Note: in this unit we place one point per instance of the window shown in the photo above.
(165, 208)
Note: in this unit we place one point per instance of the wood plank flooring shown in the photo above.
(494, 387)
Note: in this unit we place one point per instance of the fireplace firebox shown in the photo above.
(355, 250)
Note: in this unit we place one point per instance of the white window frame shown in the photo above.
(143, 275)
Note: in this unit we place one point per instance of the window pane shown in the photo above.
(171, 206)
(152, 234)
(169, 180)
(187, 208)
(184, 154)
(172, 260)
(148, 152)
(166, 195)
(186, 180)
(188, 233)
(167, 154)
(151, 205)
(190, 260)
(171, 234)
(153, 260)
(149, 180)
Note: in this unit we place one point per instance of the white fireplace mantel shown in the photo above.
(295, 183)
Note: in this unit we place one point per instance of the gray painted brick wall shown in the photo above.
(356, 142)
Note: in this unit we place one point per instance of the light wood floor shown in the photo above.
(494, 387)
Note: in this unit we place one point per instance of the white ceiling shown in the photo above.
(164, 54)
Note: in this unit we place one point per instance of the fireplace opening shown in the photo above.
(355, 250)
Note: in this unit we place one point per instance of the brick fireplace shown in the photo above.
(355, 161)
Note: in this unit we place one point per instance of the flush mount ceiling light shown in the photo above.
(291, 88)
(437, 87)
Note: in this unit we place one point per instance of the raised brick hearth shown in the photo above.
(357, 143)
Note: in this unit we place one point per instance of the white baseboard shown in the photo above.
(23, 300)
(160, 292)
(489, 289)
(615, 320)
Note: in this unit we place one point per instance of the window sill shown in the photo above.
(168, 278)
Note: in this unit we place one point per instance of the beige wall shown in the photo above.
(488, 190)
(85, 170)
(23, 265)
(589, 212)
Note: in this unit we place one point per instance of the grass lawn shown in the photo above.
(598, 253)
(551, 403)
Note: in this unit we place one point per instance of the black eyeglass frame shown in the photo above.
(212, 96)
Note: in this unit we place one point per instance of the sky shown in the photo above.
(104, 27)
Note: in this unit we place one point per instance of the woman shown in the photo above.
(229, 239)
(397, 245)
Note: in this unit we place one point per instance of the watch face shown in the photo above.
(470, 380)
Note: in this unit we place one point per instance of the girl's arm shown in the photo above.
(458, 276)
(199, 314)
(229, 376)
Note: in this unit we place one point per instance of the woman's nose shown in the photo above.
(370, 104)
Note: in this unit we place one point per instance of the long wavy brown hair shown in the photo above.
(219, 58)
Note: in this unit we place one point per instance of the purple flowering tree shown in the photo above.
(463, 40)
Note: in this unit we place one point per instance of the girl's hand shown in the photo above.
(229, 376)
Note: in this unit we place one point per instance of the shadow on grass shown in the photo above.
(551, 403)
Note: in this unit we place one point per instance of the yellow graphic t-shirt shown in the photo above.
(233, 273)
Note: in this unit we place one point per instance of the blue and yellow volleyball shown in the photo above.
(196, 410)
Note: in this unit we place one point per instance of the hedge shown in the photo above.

•••

What the task asks |
Could you recast every line of the listing above as a numbered list, skipping any blank lines?

Solution to this task |
1. Note: in this unit we place one point per instance of the window shown in the photo above.
2. (165, 208)
3. Note: in this unit we place one point per instance of the wood plank flooring shown in the photo above.
4. (494, 387)
5. Note: in this unit we place one point per instance of the fireplace firebox shown in the photo above.
6. (355, 250)
7. Note: in this unit we place one point per instance of the white window frame shown in the photo above.
8. (143, 275)
9. Note: in this unit we place one point per instance of the window pane shown in the photo above.
10. (171, 206)
11. (152, 234)
12. (169, 180)
13. (187, 208)
14. (184, 154)
15. (172, 260)
16. (148, 152)
17. (166, 195)
18. (186, 180)
19. (188, 233)
20. (167, 154)
21. (151, 205)
22. (190, 260)
23. (171, 234)
24. (153, 260)
25. (149, 180)
26. Note: in this unit we place one point per instance of the white fireplace mantel shown in the photo above.
27. (295, 183)
28. Note: in this unit we place one point per instance of the gray painted brick wall shown in the photo above.
29. (356, 142)
30. Note: in this unit we place one point per instance of the light wood floor shown in the photo above.
31. (494, 387)
32. Note: in this unit we place one point per instance of the white ceiling shown in the photo above.
33. (164, 54)
34. Note: in this unit we place one point per instance of the fireplace opening shown in the photo above.
35. (355, 250)
36. Note: in this unit we place one point per instance of the brick fireplace shown in the photo above.
37. (355, 161)
38. Note: in this unit we place one point per instance of the flush mount ceiling light shown in the photo above.
39. (291, 88)
40. (437, 87)
41. Note: in this unit we place one point per instance of the raised brick hearth shown in the photo above.
42. (357, 143)
43. Note: in this unit we place one point per instance of the white baseboard shown in the photo above.
44. (23, 300)
45. (160, 292)
46. (489, 289)
47. (615, 320)
48. Note: in this unit we place one point per instance of the window sill shown in the photo above.
49. (168, 278)
50. Note: in this unit we place one point per instance of the beige wall shown in the photo above.
51. (488, 190)
52. (85, 170)
53. (23, 265)
54. (589, 212)
55. Note: in this unit we place one point per instance of the grass lawn shown in the photo above.
56. (598, 253)
57. (551, 403)
58. Note: in this unit we place one point per instance of the black eyeglass frame shown in the photo above.
59. (212, 96)
60. Note: in this unit we place one point per instance of the sky shown in the photo above.
61. (104, 27)
62. Note: in this unit we place one point per instance of the woman shown in the photo above.
63. (229, 239)
64. (397, 245)
65. Note: in this unit we place one point per instance of the watch face shown in the photo above.
66. (470, 380)
67. Note: in this unit we place one point per instance of the girl's arm shown in the photo above.
68. (458, 276)
69. (199, 314)
70. (229, 376)
71. Note: in this unit we place one point per instance of the woman's nose shown in the photo above.
72. (370, 104)
73. Note: in this unit we place one point per instance of the long wavy brown hair shown in the photo above.
74. (219, 58)
75. Note: in this unit we place one point per instance of the purple flowering tree shown in the photo above.
76. (463, 40)
77. Note: in this unit we place one point per instance of the girl's hand shown in the photo above.
78. (229, 376)
79. Note: in this unit we place one point per instance of the shadow on grass shown in the photo above.
80. (551, 403)
81. Note: in this unit we place one point per instance of the yellow graphic t-shirt shown in the photo above.
82. (233, 273)
83. Note: in this unit we place one point per instance of the blue and yellow volleyball shown in the photo above.
84. (196, 410)
85. Note: in this unit we place one point per instance of the hedge shown in the photo above.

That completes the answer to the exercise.